Required action 1 -> Using the mead thread, explain in one to three sentences why the bottle foamed for about a minute after sugar was added.
Required action 2 -> According to the mead thread, how long would Ben Brewcat wait before even considering fining?
Required action 3 -> Rewrite the mead thread from "What happened was" up to and including "(Aug 1, 2005)", replacing "sugar bits" with "sugar grains".

Exercise text ->
- - -
# One bottle of hooch...



## Ben Brewcat (Oct 27, 2004)

tedstruk said:


> ... I added a good scattering of sugars. The bottle roared with foam and bubbles for about a minute that means the yeasts were hungry.


What happened was the sugar bits became nucleation points for the CO2 in solution, it takes longer than that for yeast to produce CO2 from fermentation. 

As to clarifying, how old is the mead? If it's under a few months I wouldn't do anything yet. Do you know the current and starting gravity by chance?


----------



## Aspera (Aug 1, 2005)

Mead should clear well on its own is given a reasonable amount of time.


----------



## beemandan (Dec 5, 2005)

Aspera said:


> Mead should clear well on its own is given a reasonable amount of time.


Which makes for an interesting question...for me at least. I bought some apple cider recently to make a cyser. The cider itself was quite cloudy and was weeks old. There was some sediment on the bottom of the containers when I poured it, but not very much. I was wondering if the final mead will clear of its own accord. Any thoughts?


----------



## Ben Brewcat (Oct 27, 2004)

beemandan said:


> I was wondering if the final mead will clear of its own accord. Any thoughts?


Typically, yes. But like bees, meads don't always read the textbooks. I never would even consider fining until a year, but that's me.


----------



## beemandan (Dec 5, 2005)

Ben Brewcat said:


> I never would even consider fining until a year.


I can be pretty patient. I'll give it at least that long.
Thanks


----------



## sierrabees (Jul 7, 2006)
- - -
Supplied material ->
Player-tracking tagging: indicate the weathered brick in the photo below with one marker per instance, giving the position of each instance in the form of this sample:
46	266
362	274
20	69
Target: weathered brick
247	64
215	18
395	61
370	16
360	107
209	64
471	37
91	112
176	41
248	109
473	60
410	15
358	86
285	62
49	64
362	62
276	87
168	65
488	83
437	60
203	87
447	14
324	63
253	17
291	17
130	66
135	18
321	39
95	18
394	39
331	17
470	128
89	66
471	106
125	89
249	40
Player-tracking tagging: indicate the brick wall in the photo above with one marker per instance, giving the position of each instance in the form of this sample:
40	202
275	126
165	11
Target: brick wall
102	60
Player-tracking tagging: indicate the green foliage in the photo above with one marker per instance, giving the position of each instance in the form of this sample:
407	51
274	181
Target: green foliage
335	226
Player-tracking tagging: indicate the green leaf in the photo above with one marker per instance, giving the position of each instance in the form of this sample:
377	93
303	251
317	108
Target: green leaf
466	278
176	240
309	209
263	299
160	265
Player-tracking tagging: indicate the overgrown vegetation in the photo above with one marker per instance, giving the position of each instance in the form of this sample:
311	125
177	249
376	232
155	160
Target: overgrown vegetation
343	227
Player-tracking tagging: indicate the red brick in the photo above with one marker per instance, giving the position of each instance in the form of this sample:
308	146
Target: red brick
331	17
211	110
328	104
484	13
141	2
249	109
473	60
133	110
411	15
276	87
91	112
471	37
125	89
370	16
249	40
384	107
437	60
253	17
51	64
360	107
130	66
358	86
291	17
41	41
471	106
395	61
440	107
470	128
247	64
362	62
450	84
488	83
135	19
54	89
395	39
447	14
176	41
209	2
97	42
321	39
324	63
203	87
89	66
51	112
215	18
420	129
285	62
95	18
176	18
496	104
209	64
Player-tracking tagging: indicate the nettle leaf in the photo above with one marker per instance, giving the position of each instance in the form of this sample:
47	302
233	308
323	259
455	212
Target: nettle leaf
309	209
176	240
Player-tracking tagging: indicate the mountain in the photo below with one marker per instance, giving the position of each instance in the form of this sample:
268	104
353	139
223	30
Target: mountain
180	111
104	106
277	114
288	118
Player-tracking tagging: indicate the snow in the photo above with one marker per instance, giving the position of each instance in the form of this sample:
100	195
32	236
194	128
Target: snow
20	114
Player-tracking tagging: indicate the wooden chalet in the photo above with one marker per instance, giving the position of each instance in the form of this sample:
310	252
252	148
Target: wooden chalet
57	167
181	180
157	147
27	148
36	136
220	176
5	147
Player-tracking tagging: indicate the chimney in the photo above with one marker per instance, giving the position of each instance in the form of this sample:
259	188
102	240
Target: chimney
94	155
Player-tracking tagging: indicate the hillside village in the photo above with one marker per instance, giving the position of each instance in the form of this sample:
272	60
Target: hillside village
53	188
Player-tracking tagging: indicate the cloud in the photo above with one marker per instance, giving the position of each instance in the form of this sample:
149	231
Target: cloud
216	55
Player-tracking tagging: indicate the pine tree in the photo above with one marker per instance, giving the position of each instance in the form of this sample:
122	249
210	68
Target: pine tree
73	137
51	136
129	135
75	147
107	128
- - -
Task result 1 -> The sugar bits became nucleation points for the CO2 already in solution, so the gas came out as foam. The foam did not mean the yeast was hungry, because yeast takes longer than that to produce CO2 from fermentation.

Task result 2 -> A year.

Task result 3 ->
What happened was the sugar grains became nucleation points for the CO2 in solution, it takes longer than that for yeast to produce CO2 from fermentation. 

As to clarifying, how old is the mead? If it's under a few months I wouldn't do anything yet. Do you know the current and starting gravity by chance?


----------



## Aspera (Aug 1, 2005)